Aim of the task: Starting at the line with "If you could spot the roof", retype each line exactly up to and including the final line of the records below.

Records from a collection:
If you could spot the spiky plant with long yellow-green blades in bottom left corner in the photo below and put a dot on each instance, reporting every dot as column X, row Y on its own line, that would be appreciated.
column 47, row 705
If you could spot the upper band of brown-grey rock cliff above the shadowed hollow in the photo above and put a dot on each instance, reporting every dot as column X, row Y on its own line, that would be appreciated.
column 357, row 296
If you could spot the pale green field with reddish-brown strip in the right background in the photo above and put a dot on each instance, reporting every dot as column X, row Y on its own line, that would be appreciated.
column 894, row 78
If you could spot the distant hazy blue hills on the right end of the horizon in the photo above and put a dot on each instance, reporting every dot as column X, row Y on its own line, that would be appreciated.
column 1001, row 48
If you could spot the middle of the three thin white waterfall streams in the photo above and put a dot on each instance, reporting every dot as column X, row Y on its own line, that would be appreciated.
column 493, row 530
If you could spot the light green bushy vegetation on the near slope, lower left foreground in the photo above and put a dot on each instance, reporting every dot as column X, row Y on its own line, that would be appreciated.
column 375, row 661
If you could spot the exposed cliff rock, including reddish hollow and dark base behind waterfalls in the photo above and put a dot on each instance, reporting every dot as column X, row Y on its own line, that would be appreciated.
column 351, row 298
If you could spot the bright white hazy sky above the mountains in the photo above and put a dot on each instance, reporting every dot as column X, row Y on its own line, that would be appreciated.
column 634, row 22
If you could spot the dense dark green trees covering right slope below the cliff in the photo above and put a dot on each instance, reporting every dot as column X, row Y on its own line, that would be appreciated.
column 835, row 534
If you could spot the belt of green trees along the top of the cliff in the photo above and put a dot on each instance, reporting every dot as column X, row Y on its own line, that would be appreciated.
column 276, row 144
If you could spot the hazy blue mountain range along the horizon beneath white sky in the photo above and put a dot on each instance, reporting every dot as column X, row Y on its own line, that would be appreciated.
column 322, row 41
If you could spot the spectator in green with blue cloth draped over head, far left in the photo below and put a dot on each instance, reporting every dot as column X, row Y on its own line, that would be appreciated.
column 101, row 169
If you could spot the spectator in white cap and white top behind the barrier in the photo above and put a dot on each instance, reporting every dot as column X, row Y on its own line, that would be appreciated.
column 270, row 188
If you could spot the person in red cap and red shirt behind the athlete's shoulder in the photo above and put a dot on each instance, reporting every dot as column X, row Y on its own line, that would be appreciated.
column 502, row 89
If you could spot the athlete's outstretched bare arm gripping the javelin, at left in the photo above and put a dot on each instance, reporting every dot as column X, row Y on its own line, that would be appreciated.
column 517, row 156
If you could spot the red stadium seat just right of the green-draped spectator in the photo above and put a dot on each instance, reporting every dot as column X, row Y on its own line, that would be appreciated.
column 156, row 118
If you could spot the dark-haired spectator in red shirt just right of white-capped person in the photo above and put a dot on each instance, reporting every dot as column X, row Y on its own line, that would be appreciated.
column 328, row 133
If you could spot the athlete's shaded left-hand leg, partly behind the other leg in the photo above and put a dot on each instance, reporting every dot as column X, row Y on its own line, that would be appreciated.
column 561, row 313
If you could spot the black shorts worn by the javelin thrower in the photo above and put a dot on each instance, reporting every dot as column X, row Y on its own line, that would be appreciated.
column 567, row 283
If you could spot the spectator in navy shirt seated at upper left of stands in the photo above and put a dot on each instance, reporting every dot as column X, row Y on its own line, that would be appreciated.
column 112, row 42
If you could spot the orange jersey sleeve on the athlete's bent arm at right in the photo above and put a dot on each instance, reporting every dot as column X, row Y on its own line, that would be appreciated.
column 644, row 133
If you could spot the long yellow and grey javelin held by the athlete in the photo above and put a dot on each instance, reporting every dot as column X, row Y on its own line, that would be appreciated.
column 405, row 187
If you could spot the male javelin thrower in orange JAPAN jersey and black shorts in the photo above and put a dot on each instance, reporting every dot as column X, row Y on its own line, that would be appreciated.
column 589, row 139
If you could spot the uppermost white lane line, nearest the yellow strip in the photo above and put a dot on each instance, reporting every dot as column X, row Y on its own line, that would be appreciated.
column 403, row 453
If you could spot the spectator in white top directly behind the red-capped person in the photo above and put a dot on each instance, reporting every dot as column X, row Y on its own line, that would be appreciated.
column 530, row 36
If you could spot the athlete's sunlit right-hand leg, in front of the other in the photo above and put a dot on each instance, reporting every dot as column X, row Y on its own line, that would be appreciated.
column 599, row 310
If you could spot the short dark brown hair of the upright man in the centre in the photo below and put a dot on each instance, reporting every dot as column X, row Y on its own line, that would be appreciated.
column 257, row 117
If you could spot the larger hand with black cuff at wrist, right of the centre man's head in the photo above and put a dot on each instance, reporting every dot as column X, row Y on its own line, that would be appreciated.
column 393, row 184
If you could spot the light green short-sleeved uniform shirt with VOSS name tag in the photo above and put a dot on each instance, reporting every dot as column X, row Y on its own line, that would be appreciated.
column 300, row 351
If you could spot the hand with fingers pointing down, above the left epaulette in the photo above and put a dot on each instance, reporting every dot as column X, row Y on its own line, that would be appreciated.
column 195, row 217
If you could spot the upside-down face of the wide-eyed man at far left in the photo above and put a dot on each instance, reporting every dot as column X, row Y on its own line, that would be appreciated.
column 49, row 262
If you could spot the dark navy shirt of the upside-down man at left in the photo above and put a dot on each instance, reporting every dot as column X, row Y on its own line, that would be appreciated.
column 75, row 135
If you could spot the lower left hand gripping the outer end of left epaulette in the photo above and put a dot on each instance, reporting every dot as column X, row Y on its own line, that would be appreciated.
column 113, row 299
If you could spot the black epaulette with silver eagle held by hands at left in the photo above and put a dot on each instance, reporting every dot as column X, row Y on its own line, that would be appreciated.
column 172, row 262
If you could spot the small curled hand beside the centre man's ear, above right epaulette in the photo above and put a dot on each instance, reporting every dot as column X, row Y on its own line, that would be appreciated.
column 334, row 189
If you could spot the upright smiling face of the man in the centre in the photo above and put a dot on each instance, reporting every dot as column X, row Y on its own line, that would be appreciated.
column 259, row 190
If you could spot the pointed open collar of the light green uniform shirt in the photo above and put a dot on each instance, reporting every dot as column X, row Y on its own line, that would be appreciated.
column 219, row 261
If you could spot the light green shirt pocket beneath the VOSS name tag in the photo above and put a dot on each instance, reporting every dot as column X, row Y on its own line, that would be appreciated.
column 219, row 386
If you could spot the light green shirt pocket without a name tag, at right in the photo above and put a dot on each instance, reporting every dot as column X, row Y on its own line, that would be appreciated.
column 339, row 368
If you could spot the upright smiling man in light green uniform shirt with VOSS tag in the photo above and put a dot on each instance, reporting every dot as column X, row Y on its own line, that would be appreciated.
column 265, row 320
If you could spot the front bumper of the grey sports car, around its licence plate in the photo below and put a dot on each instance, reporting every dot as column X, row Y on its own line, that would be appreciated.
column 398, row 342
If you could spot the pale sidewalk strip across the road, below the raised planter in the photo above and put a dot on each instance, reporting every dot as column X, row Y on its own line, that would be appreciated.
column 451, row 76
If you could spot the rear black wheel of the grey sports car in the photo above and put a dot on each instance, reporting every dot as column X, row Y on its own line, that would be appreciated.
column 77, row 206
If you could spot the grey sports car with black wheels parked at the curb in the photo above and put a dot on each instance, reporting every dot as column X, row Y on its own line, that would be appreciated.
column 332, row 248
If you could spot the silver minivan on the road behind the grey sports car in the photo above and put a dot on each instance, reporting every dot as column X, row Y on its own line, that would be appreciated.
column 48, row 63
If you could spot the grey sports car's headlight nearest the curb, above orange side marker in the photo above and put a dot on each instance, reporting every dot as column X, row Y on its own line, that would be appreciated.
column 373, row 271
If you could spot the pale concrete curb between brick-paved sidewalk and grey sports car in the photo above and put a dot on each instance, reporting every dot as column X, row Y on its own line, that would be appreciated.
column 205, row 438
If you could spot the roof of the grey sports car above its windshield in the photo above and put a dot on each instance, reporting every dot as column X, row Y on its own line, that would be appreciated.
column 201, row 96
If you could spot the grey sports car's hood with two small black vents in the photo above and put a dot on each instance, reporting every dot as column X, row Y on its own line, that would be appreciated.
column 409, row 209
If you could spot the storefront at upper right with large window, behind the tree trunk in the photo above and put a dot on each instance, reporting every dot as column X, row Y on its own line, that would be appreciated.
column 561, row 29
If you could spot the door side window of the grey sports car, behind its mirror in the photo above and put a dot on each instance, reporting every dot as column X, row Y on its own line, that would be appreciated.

Task response:
If you could spot the roof of the grey sports car above its windshield in the photo above and put a dot on each instance, reporting every dot as column X, row Y on its own line, that would be appreciated.
column 201, row 96
If you could spot the grey sports car's hood with two small black vents in the photo above and put a dot on each instance, reporting every dot as column X, row Y on its own line, that would be appreciated.
column 409, row 209
If you could spot the storefront at upper right with large window, behind the tree trunk in the photo above and put a dot on each instance, reporting every dot as column X, row Y on its own line, that would be appreciated.
column 561, row 29
If you could spot the door side window of the grey sports car, behind its mirror in the photo above and put a dot on each instance, reporting every dot as column X, row Y on its own line, that would be appreciated.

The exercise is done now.